* **ОБЯЗАТЕЛЬНЫЕ ЗАДАНИЯ**
1. Выведи дословно фрагмент текста о похоронах между «Страница 153 из» и «на православное Рождество.» включительно.
2. Продолжишь текст о похоронах с того места, на котором он заканчивается?

* **ИСХОДНЫЙ ТЕКСТ**
* * * * * * *

Страница 153 из 159
Любознательный читатель может соотнести имена этих людей с той ролью, которую они в судьбе покойного сыграли, а заодно задаться вопросом, кто из нижеподписавшихся был на похоронах, о времени и месте проведения которых газета писала:
«Гражданская панихида состоится в воскресенье, 7 января с. г., в 2 часа дня, в Союзе советских писателей (улица Воровского, 52).
Похороны состоятся в тот же день в 3 часа на Армянском кладбище (за Краснопресненской заставой)».
Его похоронили в воскресенье на православное Рождество.

* * * * * * *

* **СОДЕРЖИМОЕ ДАННЫХ**

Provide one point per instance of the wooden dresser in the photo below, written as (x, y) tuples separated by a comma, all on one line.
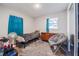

* * * * * * *

* **СПИСОК ОТВЕТОВ**
1.
Страница 153 из 159
Любознательный читатель может соотнести имена этих людей с той ролью, которую они в судьбе покойного сыграли, а заодно задаться вопросом, кто из нижеподписавшихся был на похоронах, о времени и месте проведения которых газета писала:
«Гражданская панихида состоится в воскресенье, 7 января с. г., в 2 часа дня, в Союзе советских писателей (улица Воровского, 52).
Похороны состоятся в тот же день в 3 часа на Армянском кладбище (за Краснопресненской заставой)».
Его похоронили в воскресенье на православное Рождество.

2.
Сохранилось описание похорон, сделанное Юрием Нагибиным в дневнике: «Этого самого русского человека хоронили на Армянском кладбище. <…> Гроб поставили на землю, у края могилы, и здесь очень хорошо плакал младший брат Платонова, моряк, прилетевший на похороны с Дальнего Востока буквально в последнюю минуту. У него было красное, по-платоновски симпатичное лицо. Мне казалось: он плачет так горько потому, что только сегодня, при виде большой толпы, пришедшей отдать последний долг его брату, венков от Союза писателей, „Детгиза“ и „Красной Звезды“, он поверил, что брат его был, действительно, хорошим писателем. Что же касается вдовы, то она слишком натерпелась горя в совместной жизни с покойным, чтобы поддаться таким „доказательствам“…
— А Фадеев тут есть? — спросил меня какой-то толстоногий холуй из посторонних наблюдателей.
— Нет, — ответил я и самолюбиво добавил: — Твардовский есть.
— И где? — спросил холуй.
— Вон тот, в синем пальто, курит.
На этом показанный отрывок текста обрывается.